┌──

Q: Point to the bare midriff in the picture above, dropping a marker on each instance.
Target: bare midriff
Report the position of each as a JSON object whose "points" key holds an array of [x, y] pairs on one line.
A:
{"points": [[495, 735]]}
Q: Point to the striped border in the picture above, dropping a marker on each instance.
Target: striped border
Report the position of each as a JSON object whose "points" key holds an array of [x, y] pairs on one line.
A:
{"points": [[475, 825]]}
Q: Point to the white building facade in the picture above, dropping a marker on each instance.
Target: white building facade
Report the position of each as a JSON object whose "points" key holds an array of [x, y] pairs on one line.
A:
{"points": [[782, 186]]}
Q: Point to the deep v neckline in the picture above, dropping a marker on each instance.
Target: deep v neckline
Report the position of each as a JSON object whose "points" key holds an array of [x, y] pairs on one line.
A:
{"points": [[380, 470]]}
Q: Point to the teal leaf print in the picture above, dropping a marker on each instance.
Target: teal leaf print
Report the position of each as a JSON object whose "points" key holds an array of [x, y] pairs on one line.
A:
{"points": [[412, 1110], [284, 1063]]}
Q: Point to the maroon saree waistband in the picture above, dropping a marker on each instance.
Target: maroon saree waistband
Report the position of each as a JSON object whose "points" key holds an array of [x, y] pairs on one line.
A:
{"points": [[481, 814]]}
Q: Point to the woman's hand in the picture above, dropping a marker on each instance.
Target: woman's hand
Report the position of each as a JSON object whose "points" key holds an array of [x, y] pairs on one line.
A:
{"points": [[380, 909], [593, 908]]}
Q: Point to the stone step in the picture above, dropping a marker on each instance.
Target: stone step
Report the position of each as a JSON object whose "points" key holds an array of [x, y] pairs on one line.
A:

└──

* Stated goal
Word for word, write out the data.

* Reply to the exercise
Q: Point to the bare midriff in the picture above, dropping a marker on each instance.
Target: bare midriff
Report the position of each as a JSON object whose "points" key holds an array of [x, y] pairs on one line.
A:
{"points": [[495, 735]]}
Q: Point to the striped border in the picture above, dropping a marker on each instance.
Target: striped border
Report the position of each as a JSON object whose "points" key holds an array of [x, y] pairs on one line.
A:
{"points": [[475, 825]]}
Q: Point to the white building facade in the picture above, dropping a marker on each instance.
Target: white building facade
Report the position of each as a JSON object whose "points" key holds an array of [x, y] pairs on one line.
A:
{"points": [[782, 186]]}
Q: Point to the deep v neckline in the picture above, dropping a marker on each instance.
Target: deep v neckline
Report the position of each as a JSON object whose "points" key holds an array of [x, y] pairs on one line.
A:
{"points": [[380, 470]]}
Q: Point to the teal leaf print in the picture above, dropping a marker on each instance.
Target: teal leaf print
Report the position of each as a JSON object whose "points" key holds an array of [x, y] pairs on one line.
A:
{"points": [[412, 1110], [284, 1063]]}
Q: Point to the maroon saree waistband in the picture above, dropping a marker on each instance.
Target: maroon saree waistband
Report the position of each as a JSON object whose "points" key holds an array of [x, y] pairs on one line.
A:
{"points": [[481, 814]]}
Q: Point to the woman's hand in the picture above, dropping a marker on each instance.
Target: woman's hand
Report the position of each as a JSON object whose "points" key holds an array of [x, y] pairs on one line.
A:
{"points": [[380, 909], [593, 908]]}
Q: Point to the stone step in the picture above, dropping a marker on each instance.
Target: stone step
Report the position of each as a JSON object whose "points" key holds an array of [x, y] pairs on one line.
A:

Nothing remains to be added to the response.